### What is asked
Put the entries from the line with "point: bird's head" up to and including the line with "[[198, 175]]" into a two-column CSV with the header entry_text,response. Make one row per entry, with the entry's text and its answer each in a single quoted field and line breaks replaced by spaces, and leave out the pictures.

### Dataset rows

--- --- ---

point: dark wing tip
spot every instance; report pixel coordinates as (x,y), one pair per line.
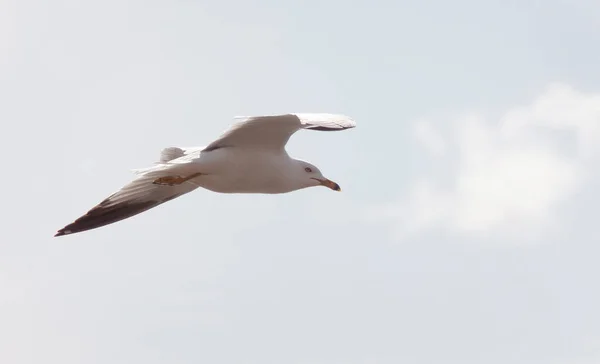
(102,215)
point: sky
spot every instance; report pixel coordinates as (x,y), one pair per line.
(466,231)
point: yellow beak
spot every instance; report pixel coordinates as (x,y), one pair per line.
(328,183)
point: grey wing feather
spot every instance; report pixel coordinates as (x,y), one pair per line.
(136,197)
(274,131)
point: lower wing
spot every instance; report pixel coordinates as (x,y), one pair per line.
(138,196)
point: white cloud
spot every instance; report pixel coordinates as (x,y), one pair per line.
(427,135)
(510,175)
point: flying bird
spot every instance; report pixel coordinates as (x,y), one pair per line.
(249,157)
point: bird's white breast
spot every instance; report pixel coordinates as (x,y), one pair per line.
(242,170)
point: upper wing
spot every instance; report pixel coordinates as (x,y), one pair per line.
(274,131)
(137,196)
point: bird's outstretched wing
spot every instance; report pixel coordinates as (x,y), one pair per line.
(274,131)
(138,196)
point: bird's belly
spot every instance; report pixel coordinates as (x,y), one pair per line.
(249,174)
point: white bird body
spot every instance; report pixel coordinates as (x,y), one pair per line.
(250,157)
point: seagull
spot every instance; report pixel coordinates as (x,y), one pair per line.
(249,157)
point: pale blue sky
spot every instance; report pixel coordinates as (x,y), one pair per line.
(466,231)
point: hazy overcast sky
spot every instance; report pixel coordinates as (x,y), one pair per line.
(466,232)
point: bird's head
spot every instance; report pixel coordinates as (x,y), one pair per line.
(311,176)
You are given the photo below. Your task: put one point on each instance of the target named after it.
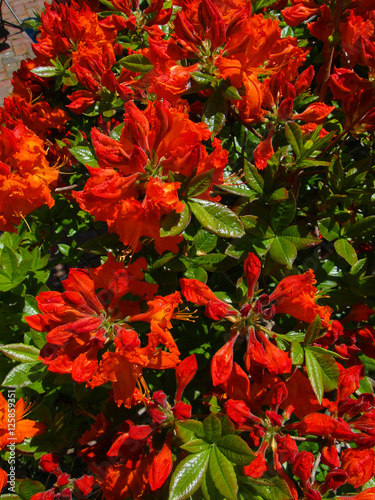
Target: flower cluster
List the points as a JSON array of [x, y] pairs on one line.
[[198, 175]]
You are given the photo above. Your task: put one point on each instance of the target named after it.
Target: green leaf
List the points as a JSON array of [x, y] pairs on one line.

--- --- ---

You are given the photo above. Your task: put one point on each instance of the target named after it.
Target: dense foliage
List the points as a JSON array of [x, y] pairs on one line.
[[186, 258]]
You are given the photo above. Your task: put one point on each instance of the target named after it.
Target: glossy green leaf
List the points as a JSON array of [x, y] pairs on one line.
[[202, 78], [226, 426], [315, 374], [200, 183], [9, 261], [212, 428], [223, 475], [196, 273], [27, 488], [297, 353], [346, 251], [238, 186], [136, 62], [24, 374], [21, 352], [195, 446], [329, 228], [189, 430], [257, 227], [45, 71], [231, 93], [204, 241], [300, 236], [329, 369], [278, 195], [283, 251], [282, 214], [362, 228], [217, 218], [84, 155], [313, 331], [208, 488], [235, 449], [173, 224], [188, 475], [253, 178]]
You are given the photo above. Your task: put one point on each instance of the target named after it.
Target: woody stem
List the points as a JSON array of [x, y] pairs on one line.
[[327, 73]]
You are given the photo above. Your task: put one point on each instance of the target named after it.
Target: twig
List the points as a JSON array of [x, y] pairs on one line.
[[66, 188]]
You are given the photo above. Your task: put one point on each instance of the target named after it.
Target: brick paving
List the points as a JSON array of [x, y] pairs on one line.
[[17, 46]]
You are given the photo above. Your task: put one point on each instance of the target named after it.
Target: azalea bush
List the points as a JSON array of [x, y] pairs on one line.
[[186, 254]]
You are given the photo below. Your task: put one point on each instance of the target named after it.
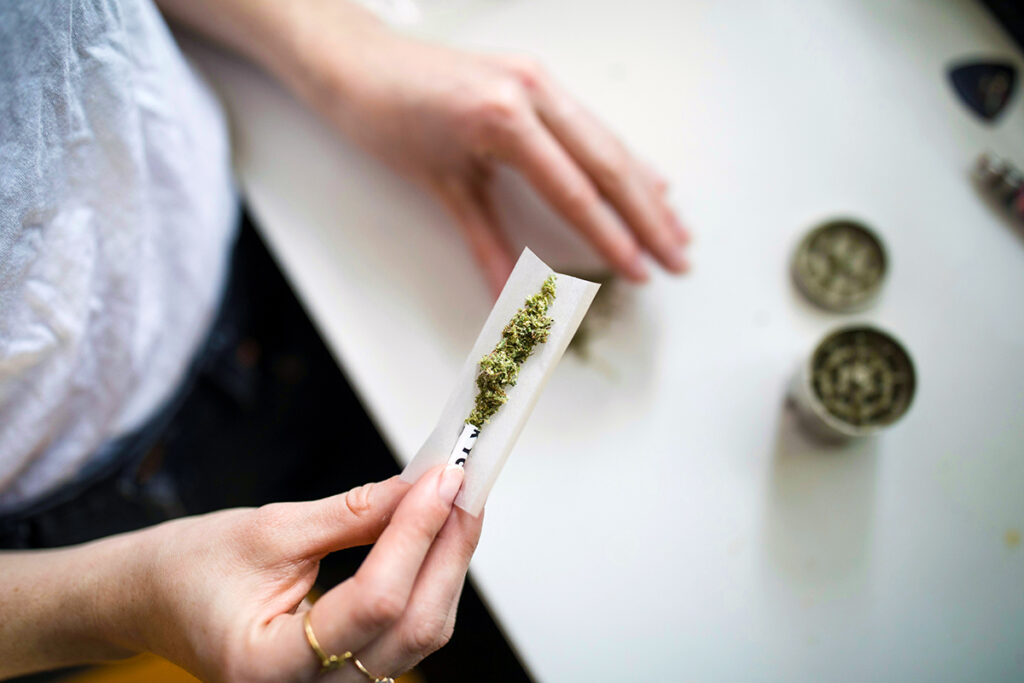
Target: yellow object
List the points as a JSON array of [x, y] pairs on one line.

--- --- ---

### Answer for this exercise
entry_text,response
"point: bird's head spot every instance; report pixel coordinates as (x,y), one pair per line.","(311,176)"
"You are given the photo below. Your task: put one point on each instance of the target named after it. Target: flower cluster List the points as a JSON array of [x, y] pairs on one line.","[[198, 175]]"